Your goal = Extract from the listing each line in which the word "brown" appears.

Provided entries =
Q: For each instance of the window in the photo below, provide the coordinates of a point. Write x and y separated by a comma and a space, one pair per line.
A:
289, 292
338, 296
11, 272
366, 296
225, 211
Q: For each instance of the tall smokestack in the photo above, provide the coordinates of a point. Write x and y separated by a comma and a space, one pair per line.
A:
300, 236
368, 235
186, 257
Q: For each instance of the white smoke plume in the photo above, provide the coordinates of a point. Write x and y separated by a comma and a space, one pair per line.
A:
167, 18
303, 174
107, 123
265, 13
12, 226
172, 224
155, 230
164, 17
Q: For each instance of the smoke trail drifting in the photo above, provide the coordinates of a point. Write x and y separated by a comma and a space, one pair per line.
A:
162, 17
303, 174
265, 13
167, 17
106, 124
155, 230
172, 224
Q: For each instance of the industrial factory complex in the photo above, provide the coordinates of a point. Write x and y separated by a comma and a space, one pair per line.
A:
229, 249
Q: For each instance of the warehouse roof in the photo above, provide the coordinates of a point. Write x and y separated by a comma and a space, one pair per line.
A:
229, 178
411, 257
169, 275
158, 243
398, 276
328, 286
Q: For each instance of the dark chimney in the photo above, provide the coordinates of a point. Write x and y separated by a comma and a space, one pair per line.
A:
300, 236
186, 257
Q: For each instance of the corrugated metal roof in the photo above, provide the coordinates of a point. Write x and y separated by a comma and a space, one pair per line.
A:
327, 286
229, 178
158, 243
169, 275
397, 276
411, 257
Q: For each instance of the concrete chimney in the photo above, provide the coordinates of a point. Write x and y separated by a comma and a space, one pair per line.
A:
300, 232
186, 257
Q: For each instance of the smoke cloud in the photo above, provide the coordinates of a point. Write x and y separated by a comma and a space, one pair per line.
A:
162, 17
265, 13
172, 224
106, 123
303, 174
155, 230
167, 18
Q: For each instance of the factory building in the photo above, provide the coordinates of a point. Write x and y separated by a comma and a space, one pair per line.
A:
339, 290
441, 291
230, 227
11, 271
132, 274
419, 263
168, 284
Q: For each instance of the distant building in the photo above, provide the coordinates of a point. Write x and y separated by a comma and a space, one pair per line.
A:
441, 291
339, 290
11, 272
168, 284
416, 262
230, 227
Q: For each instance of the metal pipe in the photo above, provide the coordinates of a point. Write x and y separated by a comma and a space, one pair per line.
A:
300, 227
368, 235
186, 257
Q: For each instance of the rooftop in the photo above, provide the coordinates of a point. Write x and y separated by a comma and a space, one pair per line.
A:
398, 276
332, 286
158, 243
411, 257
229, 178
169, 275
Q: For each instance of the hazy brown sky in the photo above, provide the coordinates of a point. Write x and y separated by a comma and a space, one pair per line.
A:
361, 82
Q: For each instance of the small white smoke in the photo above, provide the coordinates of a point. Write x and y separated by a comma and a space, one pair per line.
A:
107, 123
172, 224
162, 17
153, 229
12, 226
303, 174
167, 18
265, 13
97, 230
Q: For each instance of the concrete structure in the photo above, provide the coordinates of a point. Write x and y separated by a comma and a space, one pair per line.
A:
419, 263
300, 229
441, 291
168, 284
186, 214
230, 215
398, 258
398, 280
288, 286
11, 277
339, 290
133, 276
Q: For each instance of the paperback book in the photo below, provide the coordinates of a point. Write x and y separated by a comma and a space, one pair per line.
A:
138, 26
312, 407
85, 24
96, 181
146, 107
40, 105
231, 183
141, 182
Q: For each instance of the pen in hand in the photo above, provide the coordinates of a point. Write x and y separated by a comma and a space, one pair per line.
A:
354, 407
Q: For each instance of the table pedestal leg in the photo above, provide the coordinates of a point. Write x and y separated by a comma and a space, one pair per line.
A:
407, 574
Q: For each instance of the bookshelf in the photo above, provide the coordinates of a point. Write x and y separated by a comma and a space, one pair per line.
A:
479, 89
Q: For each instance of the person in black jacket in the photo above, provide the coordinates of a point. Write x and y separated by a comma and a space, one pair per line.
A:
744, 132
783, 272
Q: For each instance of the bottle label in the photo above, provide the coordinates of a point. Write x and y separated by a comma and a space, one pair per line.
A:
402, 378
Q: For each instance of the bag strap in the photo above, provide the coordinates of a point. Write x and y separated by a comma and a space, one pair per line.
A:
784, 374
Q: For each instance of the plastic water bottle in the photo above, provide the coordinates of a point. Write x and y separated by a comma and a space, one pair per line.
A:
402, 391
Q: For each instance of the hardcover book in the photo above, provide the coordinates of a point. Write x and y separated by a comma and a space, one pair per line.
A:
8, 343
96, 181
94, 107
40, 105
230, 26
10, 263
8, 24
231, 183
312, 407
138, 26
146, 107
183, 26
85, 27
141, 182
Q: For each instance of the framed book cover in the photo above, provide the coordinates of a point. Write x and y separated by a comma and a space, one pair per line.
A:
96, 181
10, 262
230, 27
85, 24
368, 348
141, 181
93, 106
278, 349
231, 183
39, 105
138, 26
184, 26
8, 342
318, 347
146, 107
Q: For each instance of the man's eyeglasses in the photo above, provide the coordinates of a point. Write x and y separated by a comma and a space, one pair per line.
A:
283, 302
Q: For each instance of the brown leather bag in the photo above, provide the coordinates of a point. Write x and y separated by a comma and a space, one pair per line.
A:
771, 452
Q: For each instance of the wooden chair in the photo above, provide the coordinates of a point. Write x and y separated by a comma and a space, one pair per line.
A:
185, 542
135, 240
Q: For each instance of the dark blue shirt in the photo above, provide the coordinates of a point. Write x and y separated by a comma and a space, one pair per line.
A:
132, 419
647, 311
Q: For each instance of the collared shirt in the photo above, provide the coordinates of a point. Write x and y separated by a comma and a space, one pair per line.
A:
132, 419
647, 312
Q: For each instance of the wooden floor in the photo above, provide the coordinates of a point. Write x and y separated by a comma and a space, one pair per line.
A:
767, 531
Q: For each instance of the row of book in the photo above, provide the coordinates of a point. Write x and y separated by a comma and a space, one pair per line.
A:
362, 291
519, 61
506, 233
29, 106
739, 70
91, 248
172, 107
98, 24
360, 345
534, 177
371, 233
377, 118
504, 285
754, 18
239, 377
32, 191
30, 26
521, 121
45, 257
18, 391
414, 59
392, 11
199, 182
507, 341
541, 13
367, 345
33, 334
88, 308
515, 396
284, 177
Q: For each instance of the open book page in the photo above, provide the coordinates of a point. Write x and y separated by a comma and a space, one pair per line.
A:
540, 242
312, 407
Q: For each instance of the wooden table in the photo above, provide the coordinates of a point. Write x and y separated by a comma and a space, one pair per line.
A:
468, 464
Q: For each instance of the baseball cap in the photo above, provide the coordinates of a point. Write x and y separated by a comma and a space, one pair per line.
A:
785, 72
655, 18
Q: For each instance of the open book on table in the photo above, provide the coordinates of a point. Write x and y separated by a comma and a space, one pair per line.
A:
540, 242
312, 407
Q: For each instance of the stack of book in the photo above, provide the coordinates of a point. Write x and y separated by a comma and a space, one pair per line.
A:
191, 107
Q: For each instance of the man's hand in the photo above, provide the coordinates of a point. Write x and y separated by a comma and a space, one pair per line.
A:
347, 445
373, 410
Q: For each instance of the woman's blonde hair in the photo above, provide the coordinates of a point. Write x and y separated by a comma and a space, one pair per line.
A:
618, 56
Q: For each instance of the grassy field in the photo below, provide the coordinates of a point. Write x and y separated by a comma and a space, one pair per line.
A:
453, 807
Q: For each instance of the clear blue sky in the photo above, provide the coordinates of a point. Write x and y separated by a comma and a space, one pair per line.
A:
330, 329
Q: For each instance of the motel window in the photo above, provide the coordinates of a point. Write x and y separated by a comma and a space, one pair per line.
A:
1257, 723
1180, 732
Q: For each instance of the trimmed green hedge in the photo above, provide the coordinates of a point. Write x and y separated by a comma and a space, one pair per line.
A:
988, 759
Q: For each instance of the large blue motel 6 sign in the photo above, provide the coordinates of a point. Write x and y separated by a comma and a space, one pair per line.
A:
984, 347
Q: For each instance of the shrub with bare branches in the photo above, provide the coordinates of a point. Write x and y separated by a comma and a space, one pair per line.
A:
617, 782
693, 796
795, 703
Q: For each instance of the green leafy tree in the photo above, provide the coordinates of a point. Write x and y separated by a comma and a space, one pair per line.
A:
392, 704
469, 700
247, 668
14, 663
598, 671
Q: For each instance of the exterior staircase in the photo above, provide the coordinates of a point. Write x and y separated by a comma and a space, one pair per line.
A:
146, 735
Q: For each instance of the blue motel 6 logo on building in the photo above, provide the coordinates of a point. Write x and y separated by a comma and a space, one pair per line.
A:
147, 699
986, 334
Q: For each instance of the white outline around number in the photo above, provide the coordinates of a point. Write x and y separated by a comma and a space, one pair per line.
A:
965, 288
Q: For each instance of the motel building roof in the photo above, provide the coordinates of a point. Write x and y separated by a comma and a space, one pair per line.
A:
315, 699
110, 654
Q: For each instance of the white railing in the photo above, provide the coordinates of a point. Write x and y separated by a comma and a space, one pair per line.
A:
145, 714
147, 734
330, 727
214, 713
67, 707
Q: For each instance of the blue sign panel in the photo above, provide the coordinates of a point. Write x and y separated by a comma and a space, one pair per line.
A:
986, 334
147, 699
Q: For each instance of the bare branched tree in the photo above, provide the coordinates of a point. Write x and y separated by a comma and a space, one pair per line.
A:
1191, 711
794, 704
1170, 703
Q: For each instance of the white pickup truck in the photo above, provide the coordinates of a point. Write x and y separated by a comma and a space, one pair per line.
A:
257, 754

Expected output =
Q: For each instance of the hazy brown sky in the photo above, provide the coordinates of a point. Write x and y separated by a comma and a space, one pair per line.
Q: For each instance of the brown leather bag in the photo above, provide the coordinates of a point. Write x and y separated by a comma and a space, one pair per line.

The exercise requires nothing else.